● 给定文本
---

题目链接:https://ac.nowcoder.com/acm/contest/993/L​​​​​​​/
时间限制:C/C++ 1秒,其他语言2秒
空间限制:C/C++ 32768K,其他语言65536K
64bit IO Format: %lld

题目描述

FJ is about to take his N (1 ≤ N ≤ 500,000) cows to the annual"Farmer of the Year" competition. In this contest every farmer arranges his cows in a line and herds them past the judges.
The contest organizers adopted a new registration scheme this year: simply register the initial letter of every cow in the order they will appear (i.e., If FJ takes Bessie, Sylvia, and Dora in that order he just registers BSD). After the registration phase ends, every group is judged in increasing lexicographic order according to the string of the initials of the cows' names.
FJ is very busy this year and has to hurry back to his farm, so he wants to be judged as early as possible. He decides to rearrange his cows, who have already lined up, before registering them.

---

请把上面这道关于奶牛排队登记的编程题全文一字不差地输出。

● 原始资料
---

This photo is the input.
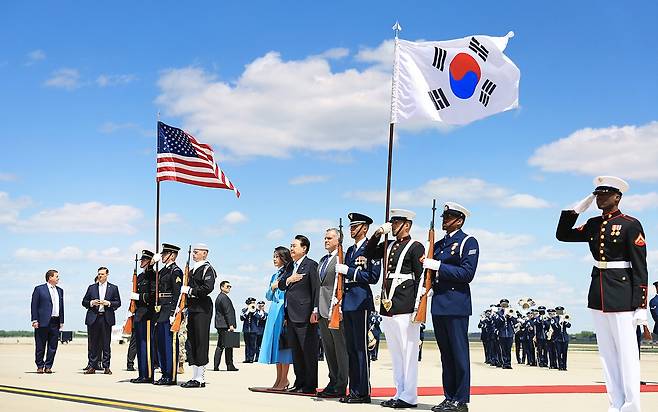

---

● 本题解答
题目链接:https://ac.nowcoder.com/acm/contest/993/L​​​​​​​/
时间限制:C/C++ 1秒,其他语言2秒
空间限制:C/C++ 32768K,其他语言65536K
64bit IO Format: %lld

题目描述

FJ is about to take his N (1 ≤ N ≤ 500,000) cows to the annual"Farmer of the Year" competition. In this contest every farmer arranges his cows in a line and herds them past the judges.
The contest organizers adopted a new registration scheme this year: simply register the initial letter of every cow in the order they will appear (i.e., If FJ takes Bessie, Sylvia, and Dora in that order he just registers BSD). After the registration phase ends, every group is judged in increasing lexicographic order according to the string of the initials of the cows' names.
FJ is very busy this year and has to hurry back to his farm, so he wants to be judged as early as possible. He decides to rearrange his cows, who have already lined up, before registering them.